▼

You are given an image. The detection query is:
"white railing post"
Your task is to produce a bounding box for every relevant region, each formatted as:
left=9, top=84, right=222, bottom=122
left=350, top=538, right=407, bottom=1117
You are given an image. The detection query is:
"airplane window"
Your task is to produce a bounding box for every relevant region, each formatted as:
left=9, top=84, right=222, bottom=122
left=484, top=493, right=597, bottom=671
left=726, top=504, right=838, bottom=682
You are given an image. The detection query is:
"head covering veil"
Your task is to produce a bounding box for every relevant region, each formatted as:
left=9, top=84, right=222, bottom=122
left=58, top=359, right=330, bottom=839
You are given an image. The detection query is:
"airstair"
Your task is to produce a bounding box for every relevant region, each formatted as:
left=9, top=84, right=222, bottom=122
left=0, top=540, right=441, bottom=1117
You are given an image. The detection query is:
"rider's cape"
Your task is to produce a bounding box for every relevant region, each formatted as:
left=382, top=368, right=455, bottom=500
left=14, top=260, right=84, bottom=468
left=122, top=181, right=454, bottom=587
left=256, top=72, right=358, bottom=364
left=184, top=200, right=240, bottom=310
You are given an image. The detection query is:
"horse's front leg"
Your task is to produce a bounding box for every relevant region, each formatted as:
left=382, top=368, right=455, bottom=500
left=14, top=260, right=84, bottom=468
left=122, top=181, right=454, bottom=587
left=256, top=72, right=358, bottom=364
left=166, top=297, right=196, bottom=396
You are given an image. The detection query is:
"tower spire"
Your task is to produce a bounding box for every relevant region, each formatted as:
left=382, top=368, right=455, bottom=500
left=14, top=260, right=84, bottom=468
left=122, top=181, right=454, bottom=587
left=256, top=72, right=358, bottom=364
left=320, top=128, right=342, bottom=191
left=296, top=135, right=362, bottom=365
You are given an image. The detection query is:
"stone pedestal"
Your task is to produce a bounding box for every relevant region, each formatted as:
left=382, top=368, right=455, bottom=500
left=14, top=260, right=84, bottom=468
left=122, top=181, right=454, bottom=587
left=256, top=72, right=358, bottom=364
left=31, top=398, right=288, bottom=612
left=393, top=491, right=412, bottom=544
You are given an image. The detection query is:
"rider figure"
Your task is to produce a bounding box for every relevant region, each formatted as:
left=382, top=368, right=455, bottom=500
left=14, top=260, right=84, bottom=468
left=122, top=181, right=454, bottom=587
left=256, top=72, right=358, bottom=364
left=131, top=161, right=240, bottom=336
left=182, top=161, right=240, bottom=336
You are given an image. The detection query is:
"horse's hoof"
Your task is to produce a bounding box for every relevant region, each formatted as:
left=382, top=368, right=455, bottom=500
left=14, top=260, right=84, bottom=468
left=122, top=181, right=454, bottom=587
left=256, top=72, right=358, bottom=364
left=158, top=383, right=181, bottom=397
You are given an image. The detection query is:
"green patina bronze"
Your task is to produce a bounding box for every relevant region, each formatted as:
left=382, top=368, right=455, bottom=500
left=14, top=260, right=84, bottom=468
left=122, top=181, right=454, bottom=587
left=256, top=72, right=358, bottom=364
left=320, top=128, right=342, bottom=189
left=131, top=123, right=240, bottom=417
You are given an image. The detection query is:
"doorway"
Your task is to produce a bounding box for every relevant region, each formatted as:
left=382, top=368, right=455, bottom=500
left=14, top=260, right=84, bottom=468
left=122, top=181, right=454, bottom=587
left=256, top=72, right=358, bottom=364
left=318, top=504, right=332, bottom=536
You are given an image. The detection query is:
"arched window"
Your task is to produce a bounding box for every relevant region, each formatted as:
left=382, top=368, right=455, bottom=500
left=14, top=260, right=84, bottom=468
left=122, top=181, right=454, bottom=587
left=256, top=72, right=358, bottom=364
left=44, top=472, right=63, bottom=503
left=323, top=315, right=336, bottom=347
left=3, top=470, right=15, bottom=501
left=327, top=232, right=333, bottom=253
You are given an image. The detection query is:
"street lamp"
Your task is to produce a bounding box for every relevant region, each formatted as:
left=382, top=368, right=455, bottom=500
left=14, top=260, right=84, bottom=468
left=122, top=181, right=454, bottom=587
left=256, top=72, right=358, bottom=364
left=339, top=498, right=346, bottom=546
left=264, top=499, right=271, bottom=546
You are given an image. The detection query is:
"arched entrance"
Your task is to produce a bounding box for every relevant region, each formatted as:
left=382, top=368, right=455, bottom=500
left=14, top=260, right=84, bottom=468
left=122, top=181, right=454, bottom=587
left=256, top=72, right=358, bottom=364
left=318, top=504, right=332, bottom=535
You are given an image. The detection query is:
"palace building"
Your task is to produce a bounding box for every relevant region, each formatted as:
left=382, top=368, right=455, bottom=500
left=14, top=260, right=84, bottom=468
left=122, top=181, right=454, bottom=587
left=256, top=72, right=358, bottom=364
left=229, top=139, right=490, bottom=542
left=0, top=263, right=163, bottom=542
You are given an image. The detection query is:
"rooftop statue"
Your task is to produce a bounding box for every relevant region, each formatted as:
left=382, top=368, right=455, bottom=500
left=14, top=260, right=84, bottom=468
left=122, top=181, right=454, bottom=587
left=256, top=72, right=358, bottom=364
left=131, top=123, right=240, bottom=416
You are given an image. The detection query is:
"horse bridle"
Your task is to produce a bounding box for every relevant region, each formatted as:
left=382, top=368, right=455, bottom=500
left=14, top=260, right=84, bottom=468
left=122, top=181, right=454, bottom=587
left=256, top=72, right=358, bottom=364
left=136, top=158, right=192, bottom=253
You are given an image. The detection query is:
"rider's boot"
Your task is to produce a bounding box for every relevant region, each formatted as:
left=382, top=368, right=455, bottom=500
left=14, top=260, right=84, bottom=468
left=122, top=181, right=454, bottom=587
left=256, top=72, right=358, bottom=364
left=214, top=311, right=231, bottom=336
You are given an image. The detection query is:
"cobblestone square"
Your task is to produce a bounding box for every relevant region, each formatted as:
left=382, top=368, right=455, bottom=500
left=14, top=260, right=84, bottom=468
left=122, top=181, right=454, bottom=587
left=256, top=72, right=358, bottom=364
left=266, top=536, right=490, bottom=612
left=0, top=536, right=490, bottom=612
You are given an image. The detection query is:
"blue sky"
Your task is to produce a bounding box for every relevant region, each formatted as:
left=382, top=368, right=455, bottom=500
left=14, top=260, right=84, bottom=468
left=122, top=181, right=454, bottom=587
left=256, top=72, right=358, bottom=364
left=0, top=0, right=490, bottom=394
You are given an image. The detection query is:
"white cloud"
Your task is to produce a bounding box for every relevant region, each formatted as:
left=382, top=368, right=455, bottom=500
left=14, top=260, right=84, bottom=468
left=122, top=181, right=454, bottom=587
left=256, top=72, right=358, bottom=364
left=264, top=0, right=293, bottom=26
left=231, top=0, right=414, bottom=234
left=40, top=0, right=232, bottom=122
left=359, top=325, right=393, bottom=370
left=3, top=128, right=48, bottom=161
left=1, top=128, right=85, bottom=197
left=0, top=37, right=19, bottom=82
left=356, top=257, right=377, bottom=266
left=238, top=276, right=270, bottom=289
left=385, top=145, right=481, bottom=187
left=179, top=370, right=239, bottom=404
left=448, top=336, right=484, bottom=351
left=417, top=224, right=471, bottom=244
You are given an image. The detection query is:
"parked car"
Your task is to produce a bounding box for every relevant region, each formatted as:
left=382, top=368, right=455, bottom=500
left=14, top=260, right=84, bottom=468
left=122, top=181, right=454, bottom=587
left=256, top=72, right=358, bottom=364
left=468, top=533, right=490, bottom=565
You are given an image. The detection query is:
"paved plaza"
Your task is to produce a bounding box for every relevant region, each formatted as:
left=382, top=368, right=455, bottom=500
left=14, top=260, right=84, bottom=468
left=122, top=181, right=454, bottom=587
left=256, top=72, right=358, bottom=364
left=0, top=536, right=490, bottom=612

▲

*The problem*
Gather every line of the items above that contains the word "horse".

*Result of the task*
"horse's front leg"
"horse's hoof"
"horse bridle"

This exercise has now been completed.